◆ Given data:
☆ ☆ ☆ ☆ ☆ ☆ ☆
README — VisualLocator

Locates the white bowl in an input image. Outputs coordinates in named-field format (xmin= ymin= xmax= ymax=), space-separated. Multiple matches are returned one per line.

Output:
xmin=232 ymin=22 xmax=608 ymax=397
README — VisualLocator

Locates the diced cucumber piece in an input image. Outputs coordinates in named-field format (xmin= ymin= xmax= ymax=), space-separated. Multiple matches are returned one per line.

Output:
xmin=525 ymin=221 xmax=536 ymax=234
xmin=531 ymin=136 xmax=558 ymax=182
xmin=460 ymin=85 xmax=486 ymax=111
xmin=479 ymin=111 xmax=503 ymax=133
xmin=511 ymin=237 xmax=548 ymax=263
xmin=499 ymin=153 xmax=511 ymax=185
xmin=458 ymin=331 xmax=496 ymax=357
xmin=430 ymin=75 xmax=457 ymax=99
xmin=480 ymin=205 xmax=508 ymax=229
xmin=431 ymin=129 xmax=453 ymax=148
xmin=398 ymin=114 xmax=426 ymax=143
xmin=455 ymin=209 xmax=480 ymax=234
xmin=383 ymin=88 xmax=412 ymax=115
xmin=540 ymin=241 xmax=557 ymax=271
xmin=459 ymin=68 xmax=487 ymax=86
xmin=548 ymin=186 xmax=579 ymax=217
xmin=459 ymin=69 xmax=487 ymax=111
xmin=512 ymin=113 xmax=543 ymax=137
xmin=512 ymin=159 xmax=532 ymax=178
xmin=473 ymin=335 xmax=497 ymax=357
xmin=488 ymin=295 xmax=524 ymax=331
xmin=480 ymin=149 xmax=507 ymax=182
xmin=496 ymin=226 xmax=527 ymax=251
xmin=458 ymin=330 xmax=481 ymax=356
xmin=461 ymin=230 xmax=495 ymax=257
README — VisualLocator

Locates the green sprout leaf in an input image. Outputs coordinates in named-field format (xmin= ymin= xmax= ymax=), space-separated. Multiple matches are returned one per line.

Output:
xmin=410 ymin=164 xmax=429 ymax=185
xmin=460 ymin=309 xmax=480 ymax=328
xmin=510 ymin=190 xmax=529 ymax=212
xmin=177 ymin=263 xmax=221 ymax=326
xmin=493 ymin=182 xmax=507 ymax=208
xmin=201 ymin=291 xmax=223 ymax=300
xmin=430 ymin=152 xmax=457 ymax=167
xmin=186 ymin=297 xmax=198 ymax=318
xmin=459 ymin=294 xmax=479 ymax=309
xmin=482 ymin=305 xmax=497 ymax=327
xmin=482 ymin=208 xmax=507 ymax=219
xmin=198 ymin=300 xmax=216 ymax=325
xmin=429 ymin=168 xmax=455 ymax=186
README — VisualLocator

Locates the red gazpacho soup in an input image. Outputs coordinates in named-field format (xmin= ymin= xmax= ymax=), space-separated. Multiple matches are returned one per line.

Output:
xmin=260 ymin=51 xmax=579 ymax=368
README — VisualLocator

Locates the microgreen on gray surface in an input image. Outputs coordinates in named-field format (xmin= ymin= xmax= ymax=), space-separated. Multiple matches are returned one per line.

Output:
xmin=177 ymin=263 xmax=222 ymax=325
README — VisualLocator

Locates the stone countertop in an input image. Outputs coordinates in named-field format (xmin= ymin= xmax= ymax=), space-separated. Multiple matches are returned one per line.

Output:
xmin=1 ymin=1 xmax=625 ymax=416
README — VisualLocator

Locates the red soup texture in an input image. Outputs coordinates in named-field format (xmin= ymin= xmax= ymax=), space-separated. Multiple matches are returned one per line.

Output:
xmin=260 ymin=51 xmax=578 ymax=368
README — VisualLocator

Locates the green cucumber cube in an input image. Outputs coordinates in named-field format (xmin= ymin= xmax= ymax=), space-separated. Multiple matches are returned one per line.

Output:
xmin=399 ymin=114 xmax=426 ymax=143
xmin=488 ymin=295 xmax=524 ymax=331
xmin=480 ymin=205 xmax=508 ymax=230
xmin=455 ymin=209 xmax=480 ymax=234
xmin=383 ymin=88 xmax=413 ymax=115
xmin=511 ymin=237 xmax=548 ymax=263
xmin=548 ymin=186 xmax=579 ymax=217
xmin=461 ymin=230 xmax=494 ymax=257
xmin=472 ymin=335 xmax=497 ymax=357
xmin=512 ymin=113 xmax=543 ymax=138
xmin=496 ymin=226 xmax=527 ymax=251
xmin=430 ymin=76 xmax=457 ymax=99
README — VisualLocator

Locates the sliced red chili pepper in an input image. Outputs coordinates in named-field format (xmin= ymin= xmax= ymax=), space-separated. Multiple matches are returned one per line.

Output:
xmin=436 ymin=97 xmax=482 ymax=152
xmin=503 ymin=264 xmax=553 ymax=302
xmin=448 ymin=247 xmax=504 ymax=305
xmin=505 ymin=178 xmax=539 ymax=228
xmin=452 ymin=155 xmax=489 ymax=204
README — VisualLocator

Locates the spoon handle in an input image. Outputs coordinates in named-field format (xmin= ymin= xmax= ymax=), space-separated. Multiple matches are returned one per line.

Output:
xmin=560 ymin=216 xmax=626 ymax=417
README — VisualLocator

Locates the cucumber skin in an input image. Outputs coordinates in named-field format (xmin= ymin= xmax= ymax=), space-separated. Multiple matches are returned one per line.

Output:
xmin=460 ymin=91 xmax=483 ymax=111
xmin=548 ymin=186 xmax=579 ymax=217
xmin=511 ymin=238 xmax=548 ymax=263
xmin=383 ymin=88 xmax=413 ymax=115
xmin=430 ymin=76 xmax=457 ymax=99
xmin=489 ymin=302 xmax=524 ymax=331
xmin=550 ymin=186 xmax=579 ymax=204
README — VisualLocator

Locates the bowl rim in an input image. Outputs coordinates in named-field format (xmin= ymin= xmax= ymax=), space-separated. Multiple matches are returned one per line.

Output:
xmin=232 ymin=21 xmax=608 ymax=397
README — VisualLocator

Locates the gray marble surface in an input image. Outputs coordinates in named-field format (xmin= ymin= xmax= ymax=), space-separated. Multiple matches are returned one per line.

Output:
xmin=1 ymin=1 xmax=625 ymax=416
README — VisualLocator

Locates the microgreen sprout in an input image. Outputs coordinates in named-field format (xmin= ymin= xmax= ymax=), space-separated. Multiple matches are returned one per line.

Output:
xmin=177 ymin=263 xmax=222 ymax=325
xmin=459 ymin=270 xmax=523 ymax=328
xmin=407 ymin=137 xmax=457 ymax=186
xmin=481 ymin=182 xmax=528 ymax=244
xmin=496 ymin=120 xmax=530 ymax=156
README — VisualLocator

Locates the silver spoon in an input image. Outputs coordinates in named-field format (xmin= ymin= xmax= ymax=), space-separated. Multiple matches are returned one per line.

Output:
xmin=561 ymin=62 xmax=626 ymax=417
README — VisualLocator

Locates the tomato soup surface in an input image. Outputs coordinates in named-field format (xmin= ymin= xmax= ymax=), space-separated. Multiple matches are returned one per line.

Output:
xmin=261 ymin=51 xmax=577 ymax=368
☆ ☆ ☆ ☆ ☆ ☆ ☆
◆ Work task: All of the material above should be printed again exactly as it is.

◆ Result for this exercise:
README — VisualLocator

Locates the white bowl in an input image. Outputs coordinates in named-field format (xmin= ymin= xmax= ymax=), space-separated. Multiple matches are returned one per line.

Output:
xmin=232 ymin=22 xmax=608 ymax=397
README — VisualLocator

Locates the diced cucumber piece in an input image. Outputs coordinates in named-field format (xmin= ymin= xmax= ymax=), space-separated. Multiple matches are returned one per line.

Output:
xmin=525 ymin=221 xmax=536 ymax=234
xmin=531 ymin=136 xmax=558 ymax=182
xmin=460 ymin=85 xmax=486 ymax=111
xmin=479 ymin=111 xmax=503 ymax=133
xmin=511 ymin=237 xmax=548 ymax=263
xmin=499 ymin=153 xmax=511 ymax=185
xmin=458 ymin=331 xmax=496 ymax=357
xmin=430 ymin=75 xmax=457 ymax=99
xmin=480 ymin=205 xmax=508 ymax=229
xmin=431 ymin=129 xmax=453 ymax=148
xmin=398 ymin=114 xmax=426 ymax=143
xmin=455 ymin=209 xmax=480 ymax=234
xmin=383 ymin=88 xmax=412 ymax=115
xmin=540 ymin=241 xmax=557 ymax=271
xmin=459 ymin=68 xmax=487 ymax=86
xmin=548 ymin=186 xmax=579 ymax=217
xmin=459 ymin=69 xmax=487 ymax=111
xmin=512 ymin=113 xmax=543 ymax=137
xmin=512 ymin=159 xmax=532 ymax=178
xmin=473 ymin=335 xmax=497 ymax=357
xmin=488 ymin=295 xmax=524 ymax=331
xmin=480 ymin=149 xmax=507 ymax=182
xmin=496 ymin=226 xmax=527 ymax=251
xmin=458 ymin=330 xmax=481 ymax=356
xmin=461 ymin=230 xmax=495 ymax=257
README — VisualLocator

Locates the green sprout leaf in an input image. Outputs coordinates in named-field format (xmin= ymin= xmax= ymax=), space-separated. Multiple matches are returned one per line.

Output:
xmin=410 ymin=164 xmax=429 ymax=185
xmin=460 ymin=309 xmax=480 ymax=328
xmin=510 ymin=190 xmax=529 ymax=212
xmin=177 ymin=263 xmax=221 ymax=326
xmin=493 ymin=182 xmax=507 ymax=208
xmin=201 ymin=291 xmax=223 ymax=300
xmin=430 ymin=152 xmax=457 ymax=167
xmin=186 ymin=297 xmax=198 ymax=318
xmin=459 ymin=294 xmax=479 ymax=309
xmin=482 ymin=305 xmax=497 ymax=327
xmin=482 ymin=208 xmax=507 ymax=219
xmin=198 ymin=300 xmax=216 ymax=325
xmin=429 ymin=168 xmax=455 ymax=186
README — VisualLocator

Locates the red gazpacho soup in an input image. Outputs coordinates in named-field format (xmin= ymin= xmax= ymax=), space-separated. Multiple matches are returned one per line.

Output:
xmin=260 ymin=51 xmax=579 ymax=368
README — VisualLocator

Locates the microgreen on gray surface in an input image. Outputs coordinates in named-field format (xmin= ymin= xmax= ymax=), space-separated. Multiple matches are returned one per line.

Output:
xmin=177 ymin=263 xmax=222 ymax=325
README — VisualLocator

Locates the stone countertop in an input image. Outputs coordinates in named-field format (xmin= ymin= xmax= ymax=), space-separated. Multiple matches are returned one per line.

Output:
xmin=1 ymin=1 xmax=625 ymax=416
README — VisualLocator

Locates the red soup texture in an input image. Outputs coordinates in named-field format (xmin= ymin= xmax= ymax=), space-separated. Multiple matches are returned one per line.

Output:
xmin=260 ymin=51 xmax=578 ymax=368
README — VisualLocator

Locates the green cucumber cube in an input image. Outputs coordinates in named-field format (xmin= ymin= xmax= ymax=), space-separated. Multiple matches are returned one per line.

Output:
xmin=399 ymin=114 xmax=426 ymax=143
xmin=488 ymin=295 xmax=524 ymax=331
xmin=480 ymin=205 xmax=508 ymax=230
xmin=455 ymin=209 xmax=480 ymax=234
xmin=383 ymin=88 xmax=413 ymax=115
xmin=511 ymin=237 xmax=548 ymax=263
xmin=548 ymin=186 xmax=579 ymax=217
xmin=461 ymin=230 xmax=494 ymax=257
xmin=472 ymin=335 xmax=497 ymax=357
xmin=512 ymin=113 xmax=543 ymax=138
xmin=496 ymin=226 xmax=527 ymax=251
xmin=430 ymin=76 xmax=457 ymax=99
README — VisualLocator

Locates the sliced red chili pepper in an input image. Outputs coordinates in named-field format (xmin= ymin= xmax= ymax=), space-separated. Multiple matches are returned one per line.

Output:
xmin=436 ymin=97 xmax=482 ymax=152
xmin=503 ymin=264 xmax=553 ymax=302
xmin=448 ymin=247 xmax=504 ymax=305
xmin=505 ymin=178 xmax=539 ymax=228
xmin=452 ymin=155 xmax=489 ymax=204
README — VisualLocator

Locates the spoon handle in an input image. Outputs coordinates in named-field format (xmin= ymin= xmax= ymax=), space-separated. Multiple matches are returned one per line.

Output:
xmin=560 ymin=216 xmax=626 ymax=417
README — VisualLocator

Locates the cucumber skin in an input image. Outputs coordinates in named-field format (xmin= ymin= xmax= ymax=), space-separated. Multiple matches are returned one per line.

Output:
xmin=460 ymin=91 xmax=483 ymax=111
xmin=548 ymin=186 xmax=579 ymax=217
xmin=511 ymin=238 xmax=548 ymax=263
xmin=383 ymin=88 xmax=413 ymax=115
xmin=430 ymin=76 xmax=457 ymax=99
xmin=489 ymin=302 xmax=524 ymax=331
xmin=550 ymin=186 xmax=579 ymax=204
README — VisualLocator

Locates the bowl rim in an input image. Outputs coordinates in named-field format (xmin= ymin= xmax= ymax=), space-separated. Multiple matches are returned one per line.

Output:
xmin=232 ymin=21 xmax=608 ymax=397
README — VisualLocator

Locates the gray marble surface in an input image. Outputs coordinates in named-field format (xmin= ymin= xmax= ymax=), space-separated. Multiple matches are returned one per line.

Output:
xmin=1 ymin=1 xmax=625 ymax=416
README — VisualLocator

Locates the microgreen sprout in an input image. Outputs coordinates in named-field format (xmin= ymin= xmax= ymax=), space-separated. Multiple matches are returned one per line.

Output:
xmin=177 ymin=263 xmax=222 ymax=325
xmin=459 ymin=270 xmax=523 ymax=328
xmin=407 ymin=137 xmax=457 ymax=186
xmin=481 ymin=182 xmax=528 ymax=244
xmin=496 ymin=120 xmax=530 ymax=156
README — VisualLocator

Locates the silver spoon in an input image. Outputs coordinates in named-field format (xmin= ymin= xmax= ymax=), space-separated. Multiple matches are returned one per line.

Output:
xmin=561 ymin=62 xmax=626 ymax=417
README — VisualLocator

Locates the tomato soup surface in an input image. Outputs coordinates in named-field format (xmin= ymin= xmax= ymax=), space-separated. Multiple matches are returned one per line.

Output:
xmin=261 ymin=51 xmax=577 ymax=368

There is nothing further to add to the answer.